WHAT TO PRODUCE:
Lay out the records as a numbered list, with the blank lines left out.

+++ LISTED RECORDS +++

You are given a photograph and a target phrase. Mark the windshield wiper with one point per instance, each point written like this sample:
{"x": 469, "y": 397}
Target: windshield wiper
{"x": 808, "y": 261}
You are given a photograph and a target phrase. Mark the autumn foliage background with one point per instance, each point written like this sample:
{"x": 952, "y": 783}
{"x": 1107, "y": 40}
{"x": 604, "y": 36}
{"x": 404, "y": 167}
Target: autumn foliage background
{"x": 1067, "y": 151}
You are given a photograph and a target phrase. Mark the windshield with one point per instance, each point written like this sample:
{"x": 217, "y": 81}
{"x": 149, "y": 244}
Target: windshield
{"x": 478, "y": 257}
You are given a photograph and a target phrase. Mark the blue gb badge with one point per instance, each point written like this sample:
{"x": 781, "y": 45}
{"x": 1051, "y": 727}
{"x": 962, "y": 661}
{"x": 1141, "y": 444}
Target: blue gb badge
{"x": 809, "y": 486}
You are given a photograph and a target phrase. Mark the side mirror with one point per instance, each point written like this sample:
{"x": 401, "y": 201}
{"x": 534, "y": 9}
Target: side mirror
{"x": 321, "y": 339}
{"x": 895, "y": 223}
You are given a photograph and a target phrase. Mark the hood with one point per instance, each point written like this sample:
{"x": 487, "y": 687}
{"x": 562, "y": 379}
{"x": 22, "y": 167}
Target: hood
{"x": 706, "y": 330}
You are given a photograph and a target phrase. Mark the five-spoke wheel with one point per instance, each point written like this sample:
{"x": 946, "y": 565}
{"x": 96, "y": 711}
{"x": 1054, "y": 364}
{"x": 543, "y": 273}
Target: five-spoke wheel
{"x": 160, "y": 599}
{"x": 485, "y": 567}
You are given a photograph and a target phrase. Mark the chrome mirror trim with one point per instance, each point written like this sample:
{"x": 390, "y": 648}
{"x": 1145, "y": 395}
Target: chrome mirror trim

+++

RESULT OF THIS TASK:
1. You are given a photograph and a target phrase. Mark the windshield wiper with one point per instance, each point written like this sample:
2. {"x": 469, "y": 397}
3. Target: windshield wiper
4. {"x": 808, "y": 261}
5. You are given a photograph and a target phrase. Mark the autumn foliage background with one point per instance, each point written like this sample:
6. {"x": 952, "y": 783}
7. {"x": 1107, "y": 40}
8. {"x": 604, "y": 36}
9. {"x": 404, "y": 167}
10. Target: autumn foliage background
11. {"x": 1067, "y": 151}
12. You are given a photograph and a target phrase. Mark the windshield with one point per instance, each point written like this sample:
13. {"x": 217, "y": 81}
14. {"x": 149, "y": 244}
15. Target: windshield
16. {"x": 478, "y": 257}
17. You are given a photograph and a target phrase. Mark the blue gb badge with one point per instance, each point written like this sample:
18. {"x": 781, "y": 45}
19. {"x": 1051, "y": 727}
20. {"x": 962, "y": 661}
21. {"x": 1141, "y": 444}
22. Target: blue gb badge
23. {"x": 809, "y": 486}
24. You are given a photograph and a target phrase. Mark the side mirror with one point per instance, each point written like this sample:
25. {"x": 401, "y": 201}
26. {"x": 534, "y": 9}
27. Target: side mirror
28. {"x": 321, "y": 339}
29. {"x": 895, "y": 223}
30. You are given a photograph and a target phrase. Mark the hood with one point per instance, each point written like this sample:
31. {"x": 487, "y": 687}
32. {"x": 562, "y": 379}
33. {"x": 22, "y": 167}
34. Target: hood
35. {"x": 706, "y": 330}
36. You are given a photograph and a target phrase. Mark the five-spoke wheel with one point per instance, each point written like this sample:
37. {"x": 946, "y": 565}
38. {"x": 96, "y": 711}
39. {"x": 1054, "y": 364}
40. {"x": 543, "y": 273}
41. Target: five-spoke wheel
42. {"x": 160, "y": 599}
43. {"x": 485, "y": 567}
44. You are given a photograph and a target phrase. Mark the chrome mirror trim with one point per instance, each point written like this sample:
45. {"x": 390, "y": 648}
46. {"x": 1145, "y": 395}
47. Target: chrome mirror trim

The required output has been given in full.